Text passage →
== Segment start ==

(
Throughout the text for the Visit, click on the phrases in this colour
to see the relative FIGURES )
STUDY ON SAMPLES OF SONNETS
SETTING THE SEARCH
This search hopes to give a contribution
to the longstanding problem of whether Dante
wrote "Il Fiore" or not (a poem consisting of 232 sonnets).
If you look up "Il Fiore" in the "Enciclopedia dantesca  Ed. Treccani"
(Dantean Encyclopedia), you will get an idea of the current views
on the subject proposed by different groups of equally valid critics.
Without any decisive historical proof, several hypotheses have been
put forward, all still widely debated.
Considering this situation, previous experience in the field of Statistics
led us to think that conditions were extremely
favourable for a statistical study on the subject.
The original idea was to take three samples,
starting with the Rhymes in the "DANTE 2000" Archive, the first
consisting of sonnets by Dante, the second
sonnets from "Il Fiore" and the third
sonnets we know Dante did not write. These three samples could then
be studied at a grammatical level to be decided later.
But this original idea was subsequently changed
when a brand new Chapter was added to "DANTE 2000", dedicated to Coeval
Authors. With such a large number of sonnets available (over
850) by so many different Authors, it
became immediately apparent that our research should be conducted
differently and that we should exploit the enormous
amount of information we had available. This would help
lower the grammatical level of the study
which, contrary to what may be expected, exhalts
the power of the statistical test.

== Segment end ==

Problems to solve →
a: From the passage on the "Il Fiore" sonnet study, write out the words starting with "If you look" and going on through "on the subject.".
b: Write what comes next in the passage on the statistical study of the "Il Fiore" sonnets, picking up after its last sentence.

Provided records →

== Segment start ==

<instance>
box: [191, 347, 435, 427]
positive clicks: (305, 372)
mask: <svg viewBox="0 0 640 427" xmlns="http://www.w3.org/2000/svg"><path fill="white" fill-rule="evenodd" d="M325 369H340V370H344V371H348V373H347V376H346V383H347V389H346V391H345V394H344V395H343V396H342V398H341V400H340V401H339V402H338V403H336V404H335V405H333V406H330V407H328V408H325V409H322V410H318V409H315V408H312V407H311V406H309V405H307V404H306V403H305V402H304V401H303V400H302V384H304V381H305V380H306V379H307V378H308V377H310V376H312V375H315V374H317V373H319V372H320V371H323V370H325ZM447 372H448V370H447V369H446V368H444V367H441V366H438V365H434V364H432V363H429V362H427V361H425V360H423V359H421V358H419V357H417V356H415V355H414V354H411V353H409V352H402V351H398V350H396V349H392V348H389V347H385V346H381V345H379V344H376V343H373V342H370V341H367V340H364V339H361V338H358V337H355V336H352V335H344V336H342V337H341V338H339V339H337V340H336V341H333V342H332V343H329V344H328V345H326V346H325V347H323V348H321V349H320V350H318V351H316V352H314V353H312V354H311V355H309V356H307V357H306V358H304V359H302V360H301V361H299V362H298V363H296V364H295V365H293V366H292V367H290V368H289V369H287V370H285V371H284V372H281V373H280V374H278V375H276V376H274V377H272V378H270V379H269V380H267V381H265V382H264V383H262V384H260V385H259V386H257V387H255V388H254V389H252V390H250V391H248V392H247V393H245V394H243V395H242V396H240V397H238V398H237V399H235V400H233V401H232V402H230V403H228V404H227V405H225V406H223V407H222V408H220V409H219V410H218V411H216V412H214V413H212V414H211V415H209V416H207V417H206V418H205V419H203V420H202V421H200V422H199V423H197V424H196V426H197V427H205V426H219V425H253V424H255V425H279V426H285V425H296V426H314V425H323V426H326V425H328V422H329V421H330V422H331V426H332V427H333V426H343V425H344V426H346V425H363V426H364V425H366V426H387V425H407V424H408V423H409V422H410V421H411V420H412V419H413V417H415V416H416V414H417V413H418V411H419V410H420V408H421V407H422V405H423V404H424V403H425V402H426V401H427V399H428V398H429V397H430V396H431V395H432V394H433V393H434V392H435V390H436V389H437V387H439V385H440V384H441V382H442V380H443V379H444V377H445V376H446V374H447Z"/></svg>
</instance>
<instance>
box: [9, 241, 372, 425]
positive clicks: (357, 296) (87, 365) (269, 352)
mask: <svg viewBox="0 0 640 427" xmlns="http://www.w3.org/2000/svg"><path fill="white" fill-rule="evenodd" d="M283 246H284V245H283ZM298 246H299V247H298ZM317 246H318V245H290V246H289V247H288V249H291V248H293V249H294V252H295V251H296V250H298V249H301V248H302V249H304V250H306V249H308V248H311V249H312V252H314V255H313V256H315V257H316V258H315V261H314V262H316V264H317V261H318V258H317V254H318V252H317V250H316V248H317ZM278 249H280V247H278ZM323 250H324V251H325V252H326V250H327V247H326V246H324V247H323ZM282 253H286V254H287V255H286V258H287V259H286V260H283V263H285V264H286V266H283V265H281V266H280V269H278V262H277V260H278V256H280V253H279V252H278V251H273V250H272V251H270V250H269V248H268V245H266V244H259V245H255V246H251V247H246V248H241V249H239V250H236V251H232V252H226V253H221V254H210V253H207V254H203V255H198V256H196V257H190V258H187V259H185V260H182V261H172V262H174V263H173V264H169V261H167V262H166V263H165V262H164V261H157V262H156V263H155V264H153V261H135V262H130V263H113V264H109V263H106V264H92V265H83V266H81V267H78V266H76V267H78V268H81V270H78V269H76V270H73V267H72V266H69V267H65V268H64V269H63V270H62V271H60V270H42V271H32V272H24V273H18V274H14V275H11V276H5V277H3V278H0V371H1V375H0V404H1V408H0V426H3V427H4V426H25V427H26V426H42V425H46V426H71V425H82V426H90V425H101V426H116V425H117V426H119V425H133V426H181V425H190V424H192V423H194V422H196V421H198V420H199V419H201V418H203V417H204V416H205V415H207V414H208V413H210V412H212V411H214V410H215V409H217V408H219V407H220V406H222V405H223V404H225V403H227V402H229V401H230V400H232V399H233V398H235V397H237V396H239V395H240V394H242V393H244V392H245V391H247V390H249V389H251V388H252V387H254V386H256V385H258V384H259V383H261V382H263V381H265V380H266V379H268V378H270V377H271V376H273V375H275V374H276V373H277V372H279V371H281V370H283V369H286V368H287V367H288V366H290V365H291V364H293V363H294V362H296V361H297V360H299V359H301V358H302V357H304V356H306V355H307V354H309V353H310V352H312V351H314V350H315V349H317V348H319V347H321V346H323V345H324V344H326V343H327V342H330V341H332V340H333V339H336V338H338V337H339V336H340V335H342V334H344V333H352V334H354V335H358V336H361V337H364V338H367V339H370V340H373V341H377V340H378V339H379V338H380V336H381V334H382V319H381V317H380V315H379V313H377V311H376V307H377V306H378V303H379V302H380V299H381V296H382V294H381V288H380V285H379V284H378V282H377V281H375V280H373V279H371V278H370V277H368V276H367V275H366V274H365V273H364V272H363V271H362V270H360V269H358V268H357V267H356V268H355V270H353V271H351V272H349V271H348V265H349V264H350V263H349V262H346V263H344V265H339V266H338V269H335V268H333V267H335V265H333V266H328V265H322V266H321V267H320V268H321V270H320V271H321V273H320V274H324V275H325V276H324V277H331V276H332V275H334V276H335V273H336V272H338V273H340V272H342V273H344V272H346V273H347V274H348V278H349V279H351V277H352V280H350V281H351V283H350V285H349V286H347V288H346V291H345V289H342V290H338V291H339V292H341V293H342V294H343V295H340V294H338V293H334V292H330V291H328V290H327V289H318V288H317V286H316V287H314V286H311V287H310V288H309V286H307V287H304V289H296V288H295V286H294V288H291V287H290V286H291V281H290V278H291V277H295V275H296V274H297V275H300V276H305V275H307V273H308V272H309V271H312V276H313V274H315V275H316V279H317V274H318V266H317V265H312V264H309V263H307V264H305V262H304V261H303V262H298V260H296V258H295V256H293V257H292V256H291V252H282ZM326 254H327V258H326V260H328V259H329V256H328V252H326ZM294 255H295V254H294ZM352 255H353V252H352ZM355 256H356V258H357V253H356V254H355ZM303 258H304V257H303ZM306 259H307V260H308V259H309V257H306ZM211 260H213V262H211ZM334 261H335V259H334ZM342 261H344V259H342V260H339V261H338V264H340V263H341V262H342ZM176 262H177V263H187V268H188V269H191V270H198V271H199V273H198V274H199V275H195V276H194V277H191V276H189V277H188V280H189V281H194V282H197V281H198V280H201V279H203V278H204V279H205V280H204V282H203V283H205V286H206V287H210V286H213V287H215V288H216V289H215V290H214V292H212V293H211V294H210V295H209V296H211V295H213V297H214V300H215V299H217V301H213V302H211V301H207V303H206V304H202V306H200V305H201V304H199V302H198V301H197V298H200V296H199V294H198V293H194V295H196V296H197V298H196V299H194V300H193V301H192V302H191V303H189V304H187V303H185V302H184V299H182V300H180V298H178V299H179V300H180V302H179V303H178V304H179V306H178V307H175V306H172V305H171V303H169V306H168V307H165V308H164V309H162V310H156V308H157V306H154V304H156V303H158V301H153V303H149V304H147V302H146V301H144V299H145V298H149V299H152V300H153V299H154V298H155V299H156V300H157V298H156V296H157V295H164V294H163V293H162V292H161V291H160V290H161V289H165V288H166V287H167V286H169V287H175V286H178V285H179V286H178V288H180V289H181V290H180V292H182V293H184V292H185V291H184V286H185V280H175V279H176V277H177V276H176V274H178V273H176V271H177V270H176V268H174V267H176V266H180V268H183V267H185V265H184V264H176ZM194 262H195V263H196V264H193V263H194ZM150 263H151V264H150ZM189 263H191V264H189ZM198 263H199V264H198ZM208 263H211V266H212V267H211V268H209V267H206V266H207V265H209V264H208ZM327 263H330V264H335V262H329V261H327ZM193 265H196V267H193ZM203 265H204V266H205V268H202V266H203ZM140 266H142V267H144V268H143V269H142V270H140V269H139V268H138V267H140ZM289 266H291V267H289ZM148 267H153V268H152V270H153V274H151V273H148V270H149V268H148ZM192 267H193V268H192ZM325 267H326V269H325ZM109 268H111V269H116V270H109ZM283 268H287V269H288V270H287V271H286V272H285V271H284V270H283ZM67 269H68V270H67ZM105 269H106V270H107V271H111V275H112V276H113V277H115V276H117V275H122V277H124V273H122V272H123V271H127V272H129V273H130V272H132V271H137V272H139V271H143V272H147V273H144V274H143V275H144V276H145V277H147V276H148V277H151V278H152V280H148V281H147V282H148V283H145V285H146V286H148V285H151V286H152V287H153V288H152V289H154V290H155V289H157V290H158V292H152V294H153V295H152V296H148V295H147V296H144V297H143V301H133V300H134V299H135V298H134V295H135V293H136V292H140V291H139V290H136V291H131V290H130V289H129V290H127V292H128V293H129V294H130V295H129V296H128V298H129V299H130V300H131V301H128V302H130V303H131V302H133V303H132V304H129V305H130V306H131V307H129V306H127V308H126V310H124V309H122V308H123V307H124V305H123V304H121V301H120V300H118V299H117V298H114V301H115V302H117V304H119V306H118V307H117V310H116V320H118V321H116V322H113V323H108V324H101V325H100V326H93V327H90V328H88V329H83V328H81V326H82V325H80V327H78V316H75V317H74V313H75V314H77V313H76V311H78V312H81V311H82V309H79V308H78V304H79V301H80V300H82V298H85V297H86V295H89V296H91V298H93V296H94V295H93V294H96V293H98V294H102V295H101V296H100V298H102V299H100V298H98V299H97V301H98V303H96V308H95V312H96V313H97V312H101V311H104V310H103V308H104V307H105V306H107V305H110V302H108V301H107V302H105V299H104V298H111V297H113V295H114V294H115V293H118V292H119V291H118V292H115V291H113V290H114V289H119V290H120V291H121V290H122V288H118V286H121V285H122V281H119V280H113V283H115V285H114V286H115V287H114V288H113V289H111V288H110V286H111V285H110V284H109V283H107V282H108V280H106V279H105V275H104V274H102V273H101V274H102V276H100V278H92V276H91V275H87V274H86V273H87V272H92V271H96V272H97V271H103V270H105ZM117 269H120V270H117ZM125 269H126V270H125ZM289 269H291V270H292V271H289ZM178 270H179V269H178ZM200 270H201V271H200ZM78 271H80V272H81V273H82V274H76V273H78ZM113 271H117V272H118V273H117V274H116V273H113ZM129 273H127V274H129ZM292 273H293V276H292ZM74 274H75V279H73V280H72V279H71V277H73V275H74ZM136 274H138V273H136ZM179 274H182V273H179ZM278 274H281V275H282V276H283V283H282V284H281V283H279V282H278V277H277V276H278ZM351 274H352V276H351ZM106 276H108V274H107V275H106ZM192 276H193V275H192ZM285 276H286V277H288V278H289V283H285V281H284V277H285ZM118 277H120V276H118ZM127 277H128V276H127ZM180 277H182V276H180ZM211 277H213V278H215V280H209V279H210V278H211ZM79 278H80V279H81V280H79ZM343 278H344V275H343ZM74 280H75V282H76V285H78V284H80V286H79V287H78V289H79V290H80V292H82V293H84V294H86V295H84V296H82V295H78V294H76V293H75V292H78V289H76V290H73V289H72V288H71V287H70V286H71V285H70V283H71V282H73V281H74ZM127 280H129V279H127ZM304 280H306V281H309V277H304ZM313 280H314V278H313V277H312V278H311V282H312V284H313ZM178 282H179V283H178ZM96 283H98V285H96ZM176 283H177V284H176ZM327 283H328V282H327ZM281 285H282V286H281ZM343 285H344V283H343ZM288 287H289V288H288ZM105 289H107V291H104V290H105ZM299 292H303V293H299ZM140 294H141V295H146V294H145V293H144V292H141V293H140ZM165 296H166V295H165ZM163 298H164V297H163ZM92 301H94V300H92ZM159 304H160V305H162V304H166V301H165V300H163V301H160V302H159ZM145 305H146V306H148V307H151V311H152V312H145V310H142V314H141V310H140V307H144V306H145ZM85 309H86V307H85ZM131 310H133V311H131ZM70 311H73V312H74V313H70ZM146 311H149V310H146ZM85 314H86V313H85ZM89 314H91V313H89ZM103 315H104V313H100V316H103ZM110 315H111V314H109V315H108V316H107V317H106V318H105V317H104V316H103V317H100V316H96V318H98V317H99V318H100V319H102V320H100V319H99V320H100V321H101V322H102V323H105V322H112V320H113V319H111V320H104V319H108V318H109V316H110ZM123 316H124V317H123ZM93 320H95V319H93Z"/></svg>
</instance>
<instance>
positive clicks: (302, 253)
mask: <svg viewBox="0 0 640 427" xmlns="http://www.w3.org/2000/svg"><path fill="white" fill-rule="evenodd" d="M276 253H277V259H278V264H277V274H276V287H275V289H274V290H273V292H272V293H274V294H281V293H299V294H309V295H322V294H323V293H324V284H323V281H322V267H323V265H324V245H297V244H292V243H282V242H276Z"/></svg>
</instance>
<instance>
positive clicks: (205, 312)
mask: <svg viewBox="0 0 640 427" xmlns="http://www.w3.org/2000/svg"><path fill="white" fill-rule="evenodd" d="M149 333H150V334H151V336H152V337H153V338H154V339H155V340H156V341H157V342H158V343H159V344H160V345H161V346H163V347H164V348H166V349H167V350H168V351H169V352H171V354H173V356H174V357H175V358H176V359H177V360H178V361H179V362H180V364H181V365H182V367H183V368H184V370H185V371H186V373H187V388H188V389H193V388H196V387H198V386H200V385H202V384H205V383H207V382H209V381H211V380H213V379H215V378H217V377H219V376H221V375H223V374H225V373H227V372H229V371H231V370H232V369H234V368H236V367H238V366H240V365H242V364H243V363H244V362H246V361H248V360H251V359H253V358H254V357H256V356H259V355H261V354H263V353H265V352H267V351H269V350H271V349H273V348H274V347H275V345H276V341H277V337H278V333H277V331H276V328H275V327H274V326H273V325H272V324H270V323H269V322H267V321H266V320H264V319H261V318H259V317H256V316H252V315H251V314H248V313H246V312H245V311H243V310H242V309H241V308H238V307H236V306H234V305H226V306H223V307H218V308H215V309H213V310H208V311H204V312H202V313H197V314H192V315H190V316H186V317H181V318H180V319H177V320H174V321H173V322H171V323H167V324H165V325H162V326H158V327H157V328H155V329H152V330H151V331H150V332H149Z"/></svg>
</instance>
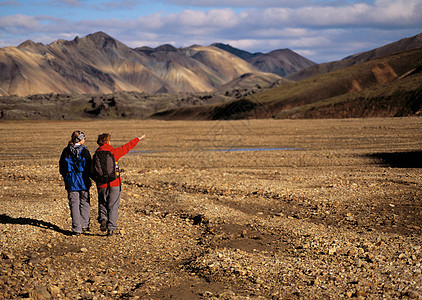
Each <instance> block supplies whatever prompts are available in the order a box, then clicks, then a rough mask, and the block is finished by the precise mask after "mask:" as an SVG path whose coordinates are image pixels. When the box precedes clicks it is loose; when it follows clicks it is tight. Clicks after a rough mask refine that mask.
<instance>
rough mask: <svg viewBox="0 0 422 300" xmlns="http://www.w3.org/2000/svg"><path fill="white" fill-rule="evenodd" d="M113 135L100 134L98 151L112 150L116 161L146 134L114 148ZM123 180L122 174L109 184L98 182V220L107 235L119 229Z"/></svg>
mask: <svg viewBox="0 0 422 300" xmlns="http://www.w3.org/2000/svg"><path fill="white" fill-rule="evenodd" d="M110 138H111V135H110V134H109V133H103V134H100V135H99V136H98V139H97V144H98V146H99V147H98V149H97V150H96V152H97V151H110V152H111V153H112V154H113V155H114V159H115V160H116V163H117V162H118V160H119V159H120V158H121V157H122V156H124V155H126V154H127V153H129V150H130V149H132V148H134V147H135V146H136V145H137V144H138V143H139V141H140V140H142V139H144V138H145V135H143V136H141V137H137V138H134V139H133V140H131V141H130V142H128V143H126V144H125V145H123V146H121V147H119V148H113V147H112V146H111V145H110ZM121 185H122V180H121V178H120V175H119V176H118V177H117V178H116V179H115V180H113V181H112V182H110V183H109V184H107V183H105V184H101V183H99V182H97V189H98V222H99V223H100V230H101V231H107V235H113V234H114V233H116V229H117V218H118V216H119V215H118V209H119V204H120V193H121Z"/></svg>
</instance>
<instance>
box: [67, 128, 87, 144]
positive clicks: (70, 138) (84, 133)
mask: <svg viewBox="0 0 422 300" xmlns="http://www.w3.org/2000/svg"><path fill="white" fill-rule="evenodd" d="M84 142H85V133H83V132H82V131H80V130H76V131H74V132H72V135H71V136H70V142H69V144H72V145H75V144H77V143H81V144H83V143H84Z"/></svg>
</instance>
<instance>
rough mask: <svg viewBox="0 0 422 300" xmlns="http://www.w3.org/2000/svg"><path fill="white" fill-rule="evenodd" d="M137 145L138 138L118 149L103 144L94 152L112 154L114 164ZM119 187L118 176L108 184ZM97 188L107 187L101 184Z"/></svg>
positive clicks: (129, 142) (128, 152) (105, 187)
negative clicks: (132, 148) (118, 186)
mask: <svg viewBox="0 0 422 300" xmlns="http://www.w3.org/2000/svg"><path fill="white" fill-rule="evenodd" d="M138 143H139V138H134V139H133V140H131V141H130V142H129V143H126V144H124V145H123V146H121V147H119V148H113V147H112V146H111V145H109V144H104V145H102V146H101V147H98V149H97V150H96V151H110V152H111V153H113V155H114V159H115V160H116V162H118V161H119V159H120V158H121V157H122V156H125V155H126V154H128V153H129V150H130V149H132V148H134V147H135V146H136V145H138ZM121 185H122V180H121V179H120V176H119V177H117V178H116V179H115V180H113V181H112V182H110V187H114V186H121ZM97 187H98V188H106V187H107V183H105V184H102V185H100V186H97Z"/></svg>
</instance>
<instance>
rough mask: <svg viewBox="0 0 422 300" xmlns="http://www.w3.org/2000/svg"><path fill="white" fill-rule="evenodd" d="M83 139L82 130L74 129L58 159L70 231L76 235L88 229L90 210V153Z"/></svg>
mask: <svg viewBox="0 0 422 300" xmlns="http://www.w3.org/2000/svg"><path fill="white" fill-rule="evenodd" d="M85 139H86V137H85V134H84V133H83V132H82V131H80V130H77V131H74V132H73V133H72V135H71V139H70V141H69V143H68V145H67V147H66V148H64V149H63V151H62V155H61V156H60V161H59V169H60V174H61V175H62V177H63V180H64V183H65V189H66V191H67V198H68V201H69V207H70V215H71V217H72V233H73V235H77V236H78V235H81V233H83V232H86V231H88V230H89V221H90V210H91V204H90V197H89V188H90V187H91V179H90V166H91V154H90V153H89V150H88V148H87V147H85V146H84V143H85Z"/></svg>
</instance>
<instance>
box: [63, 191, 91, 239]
mask: <svg viewBox="0 0 422 300" xmlns="http://www.w3.org/2000/svg"><path fill="white" fill-rule="evenodd" d="M67 198H68V200H69V207H70V216H71V217H72V231H73V232H77V233H81V232H82V228H84V229H85V228H88V227H89V220H90V213H91V212H90V210H91V203H90V199H89V191H76V192H68V193H67Z"/></svg>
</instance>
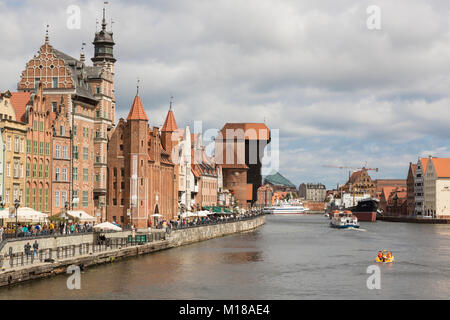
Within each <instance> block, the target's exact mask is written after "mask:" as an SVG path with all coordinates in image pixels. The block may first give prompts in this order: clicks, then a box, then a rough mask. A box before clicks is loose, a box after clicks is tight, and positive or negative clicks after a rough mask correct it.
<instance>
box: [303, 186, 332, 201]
mask: <svg viewBox="0 0 450 320" xmlns="http://www.w3.org/2000/svg"><path fill="white" fill-rule="evenodd" d="M298 189H299V196H300V197H301V198H303V199H305V200H308V201H325V198H326V193H327V189H326V188H325V185H323V184H321V183H302V184H301V185H300V186H299V188H298Z"/></svg>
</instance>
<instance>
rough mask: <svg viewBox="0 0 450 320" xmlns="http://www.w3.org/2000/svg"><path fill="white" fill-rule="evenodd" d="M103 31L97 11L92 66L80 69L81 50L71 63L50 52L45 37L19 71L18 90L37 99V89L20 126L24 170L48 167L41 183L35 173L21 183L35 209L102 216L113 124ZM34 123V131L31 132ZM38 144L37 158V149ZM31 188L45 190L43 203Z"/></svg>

== Segment end ==

Outputs by task →
a:
If you look up "Il Fiore" in the "Enciclopedia dantesca  Ed. Treccani"
(Dantean Encyclopedia), you will get an idea of the current views
on the subject proposed by different groups of equally valid critics.
Without any decisive historical proof, several hypotheses have been
put forward, all still widely debated.
Considering this situation, previous experience in the field of Statistics
led us to think that conditions were extremely
favourable for a statistical study on the subject.

b:
With this information at hand, we thought that the best variable to
study was "absolute frequency of characters".
At first we considered all the characters that occur. But subsequent
elaboration revealed that some of the orthographic elements interferred
with the test we wanted to use (the Chisquared
test). So under these circumstances, together with doubts whether
some of the punctuation marks may have been introduced or changed
by the copyists, we decided to limit the study to the letters
of the alphabet and the apostrophe
(a total of 22 characters in the Italian
alphabet).
For the sonnet sample size used
for our study, where possible we decided to use a sample size of 55
sonnets. We chose this number because it is the number of sonnets
that Dante wrote and at the same time guarantees a good level of significance
between samples. This choice allowed us to have 15
samples, given in the table (from sample A
to sample Q ), on the page in
Figure 25.
Sample R, relating to 6 modern
authors, serves for further study, which we shall explain
shortly.
See Figure
25  Videopage showing the conclusions of the Chisquare test applied
to sonnet samples A and C.
In particular, take a special look at B,
containing works by 5 different Authors,
each with 11 sonnets; this type of sample was compiled in the
hope of contributing more information for the general pattern of the
results.
By considering, where possible, more than one sample by the same Author,
we can obviously compare pairs of these samples with pairs of samples
from different Authors. This sort of comparison refers to the
first hypothesis to be tested, i.e. whether "significant
differences" exist between pairs by different Authors.
We also wanted to exploit the enormous amount of data available and
consider yet another hypothesis, even
though it may be less probable. This second hypothesis holds that
differences observed in the use of characters over time mark a kind
of "evolution" in writings by
the same author. For this purpose, when we had more
than one sample per Author (the Author of "Il Fiore", Guittone
d'Arezzo, Cino da Pistoia and Cecco Angiolieri) we compared samples
that were "spread" over time.
For example, in the case of "Il Fiore", the first
sample (C) comprises sonnets 1,
4, 7, etc.; the second
(D) sonnets 2, 5, 8, etc.;
the third (E)
sonnets 3, 6, 9, etc. Assuming that the order of the sonnets is based
on their date of composition, then samples C,
D and E
are independent of time; on the contrary,
our fourth sample (F)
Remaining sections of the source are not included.